EXERCISE DIRECTIONS: The records that follow must be repeated exactly as they stand.

===

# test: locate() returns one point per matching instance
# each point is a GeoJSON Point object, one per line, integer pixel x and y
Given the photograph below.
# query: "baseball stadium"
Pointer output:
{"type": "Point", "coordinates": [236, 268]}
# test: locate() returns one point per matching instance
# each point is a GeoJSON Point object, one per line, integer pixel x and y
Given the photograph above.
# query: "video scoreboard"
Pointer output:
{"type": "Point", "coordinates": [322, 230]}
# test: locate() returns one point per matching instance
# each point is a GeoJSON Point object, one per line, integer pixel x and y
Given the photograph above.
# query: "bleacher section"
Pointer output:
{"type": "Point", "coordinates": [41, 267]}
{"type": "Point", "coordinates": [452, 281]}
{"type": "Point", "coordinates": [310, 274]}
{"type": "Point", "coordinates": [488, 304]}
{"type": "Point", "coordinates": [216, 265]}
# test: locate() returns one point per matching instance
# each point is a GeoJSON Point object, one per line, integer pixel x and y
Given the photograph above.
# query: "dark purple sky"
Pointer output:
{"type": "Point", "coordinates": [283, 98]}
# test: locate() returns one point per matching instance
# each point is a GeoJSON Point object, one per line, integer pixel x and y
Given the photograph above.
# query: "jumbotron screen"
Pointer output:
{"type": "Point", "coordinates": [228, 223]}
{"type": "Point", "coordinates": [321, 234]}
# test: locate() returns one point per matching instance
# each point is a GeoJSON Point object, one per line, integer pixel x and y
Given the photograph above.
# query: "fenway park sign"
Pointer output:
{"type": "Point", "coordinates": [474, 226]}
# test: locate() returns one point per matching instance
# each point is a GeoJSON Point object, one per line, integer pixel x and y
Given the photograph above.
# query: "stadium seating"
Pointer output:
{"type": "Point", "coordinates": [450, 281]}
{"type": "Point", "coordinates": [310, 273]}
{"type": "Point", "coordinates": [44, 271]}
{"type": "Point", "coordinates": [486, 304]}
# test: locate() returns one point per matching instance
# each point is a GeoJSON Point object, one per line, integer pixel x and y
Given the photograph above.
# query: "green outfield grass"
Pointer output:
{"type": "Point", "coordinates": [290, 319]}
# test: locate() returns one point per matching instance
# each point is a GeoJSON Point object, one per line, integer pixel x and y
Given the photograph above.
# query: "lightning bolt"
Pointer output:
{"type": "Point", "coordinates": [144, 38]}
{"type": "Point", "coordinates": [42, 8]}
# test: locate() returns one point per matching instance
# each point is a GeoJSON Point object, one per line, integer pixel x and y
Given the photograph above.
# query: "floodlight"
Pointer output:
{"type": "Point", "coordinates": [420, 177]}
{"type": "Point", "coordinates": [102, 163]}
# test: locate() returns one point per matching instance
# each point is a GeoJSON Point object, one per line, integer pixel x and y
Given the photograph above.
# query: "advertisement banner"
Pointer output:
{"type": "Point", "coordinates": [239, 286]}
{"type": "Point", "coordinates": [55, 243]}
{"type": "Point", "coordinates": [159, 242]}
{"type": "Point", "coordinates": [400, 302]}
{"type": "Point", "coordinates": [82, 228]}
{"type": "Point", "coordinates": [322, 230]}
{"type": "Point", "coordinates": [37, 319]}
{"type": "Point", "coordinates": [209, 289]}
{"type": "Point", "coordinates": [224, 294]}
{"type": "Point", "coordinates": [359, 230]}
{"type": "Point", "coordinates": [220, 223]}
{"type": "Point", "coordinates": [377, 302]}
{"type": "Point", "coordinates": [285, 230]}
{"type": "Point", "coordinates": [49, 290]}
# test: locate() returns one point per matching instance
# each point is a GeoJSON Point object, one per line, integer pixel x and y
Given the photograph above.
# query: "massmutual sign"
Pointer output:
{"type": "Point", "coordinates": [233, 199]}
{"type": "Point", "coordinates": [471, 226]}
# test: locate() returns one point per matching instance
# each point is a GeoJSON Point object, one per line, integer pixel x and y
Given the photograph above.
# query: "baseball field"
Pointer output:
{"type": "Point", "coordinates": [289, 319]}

===

RESULT OF THE EXERCISE:
# test: locate() returns one point per matching instance
# each point is a GeoJSON Point object, one per line, integer pixel x and y
Given the photograph below.
# query: "baseball stadium"
Pointer output:
{"type": "Point", "coordinates": [236, 268]}
# test: locate() returns one point per matching instance
# each point is a GeoJSON Point object, one per line, integer pixel x and y
Given the photograph above.
# query: "video scoreboard"
Pointer output:
{"type": "Point", "coordinates": [322, 230]}
# test: locate() returns one point per matching instance
# each point is a GeoJSON Point object, one per line, integer pixel x and y
Given the photograph above.
# query: "bleacher section"
Pointer output:
{"type": "Point", "coordinates": [41, 267]}
{"type": "Point", "coordinates": [452, 281]}
{"type": "Point", "coordinates": [310, 274]}
{"type": "Point", "coordinates": [488, 304]}
{"type": "Point", "coordinates": [216, 265]}
# test: locate() returns one point per matching instance
# each point is a GeoJSON Point object, one per line, integer pixel x and y
Given the photograph above.
# query: "dark purple sky"
Pointer output:
{"type": "Point", "coordinates": [283, 98]}
# test: locate() returns one point per matching instance
# each point is a GeoJSON Point object, one per line, integer pixel x and y
Given the photograph above.
# query: "jumbotron screen"
Pointer output:
{"type": "Point", "coordinates": [228, 223]}
{"type": "Point", "coordinates": [321, 234]}
# test: locate() returns one point per matching instance
# each point is a GeoJSON Point object, one per line, integer pixel x and y
Given the photograph above.
# query: "fenway park sign"
Pointer output:
{"type": "Point", "coordinates": [474, 226]}
# test: locate() returns one point per matching instance
# each point is a GeoJSON Point object, one per line, integer pixel x and y
Given the photograph above.
# query: "stadium seating"
Pointer output:
{"type": "Point", "coordinates": [450, 281]}
{"type": "Point", "coordinates": [310, 273]}
{"type": "Point", "coordinates": [44, 271]}
{"type": "Point", "coordinates": [486, 304]}
# test: locate() returns one point per matching instance
# each point is a GeoJSON Point object, one per line, integer pixel x and y
Given the photograph above.
# query: "green outfield grass"
Pointer output:
{"type": "Point", "coordinates": [290, 319]}
# test: locate() returns one point per matching instance
# each point is a GeoJSON Point object, one per line, integer pixel x and y
Given the photograph above.
# query: "lightning bolt"
Pointer output:
{"type": "Point", "coordinates": [144, 38]}
{"type": "Point", "coordinates": [42, 8]}
# test: locate() returns one point per matching instance
# each point is a GeoJSON Point object, one per line, integer pixel x and y
Given the photograph above.
# query: "floodlight"
Pointer output:
{"type": "Point", "coordinates": [420, 177]}
{"type": "Point", "coordinates": [102, 163]}
# test: locate() returns one point per matching instance
# each point is a GeoJSON Point object, one per line, integer pixel x and y
Given the photograph above.
# query: "advertisement banner"
Pointer output:
{"type": "Point", "coordinates": [239, 286]}
{"type": "Point", "coordinates": [55, 243]}
{"type": "Point", "coordinates": [159, 242]}
{"type": "Point", "coordinates": [400, 302]}
{"type": "Point", "coordinates": [82, 228]}
{"type": "Point", "coordinates": [322, 230]}
{"type": "Point", "coordinates": [37, 319]}
{"type": "Point", "coordinates": [209, 289]}
{"type": "Point", "coordinates": [224, 294]}
{"type": "Point", "coordinates": [359, 230]}
{"type": "Point", "coordinates": [220, 223]}
{"type": "Point", "coordinates": [377, 302]}
{"type": "Point", "coordinates": [285, 230]}
{"type": "Point", "coordinates": [49, 290]}
# test: locate() returns one point per matching instance
# each point is a GeoJSON Point object, one per line, integer pixel x and y
Given the photograph above.
# query: "massmutual sign"
Pointer output:
{"type": "Point", "coordinates": [233, 199]}
{"type": "Point", "coordinates": [471, 226]}
# test: locate() returns one point per matching instance
# each point is a GeoJSON Point object, one per line, integer pixel x and y
Given the photograph above.
# query: "baseball field"
Pointer output:
{"type": "Point", "coordinates": [289, 319]}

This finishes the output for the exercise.